Stored items from a collection
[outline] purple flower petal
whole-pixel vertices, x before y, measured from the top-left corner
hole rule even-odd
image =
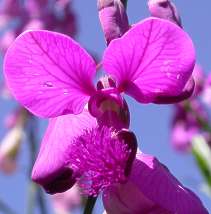
[[[41,117],[78,114],[95,92],[94,60],[59,33],[21,34],[6,54],[4,72],[15,98]]]
[[[129,180],[104,192],[108,213],[208,214],[199,198],[156,158],[139,153]]]
[[[75,182],[67,150],[84,131],[96,126],[96,120],[84,110],[79,115],[65,115],[50,120],[35,162],[32,179],[47,192],[63,192]]]
[[[194,64],[194,46],[187,33],[158,18],[141,21],[113,40],[103,59],[119,90],[142,103],[179,95]]]
[[[183,88],[182,92],[177,96],[157,96],[153,103],[156,104],[172,104],[188,99],[195,89],[195,81],[191,77]]]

- **TRY IT**: Nothing but the text is wanted: repeat the data above exactly, without its images.

- **PROBLEM SOLUTION**:
[outline] purple flower petal
whole-pixel vertices, x before y, measured from the top-left corner
hole rule even-odd
image =
[[[41,117],[78,114],[95,92],[94,60],[59,33],[21,34],[6,54],[4,72],[15,98]]]
[[[129,180],[104,192],[108,213],[208,214],[199,198],[156,158],[139,153]]]
[[[75,182],[67,150],[84,131],[96,126],[96,120],[84,110],[79,115],[65,115],[50,120],[35,162],[32,179],[47,192],[63,192]]]
[[[194,64],[194,46],[187,33],[158,18],[141,21],[113,40],[103,59],[119,90],[142,103],[179,95]]]
[[[183,88],[182,92],[177,96],[157,96],[153,103],[156,104],[172,104],[188,99],[195,89],[195,81],[191,77]]]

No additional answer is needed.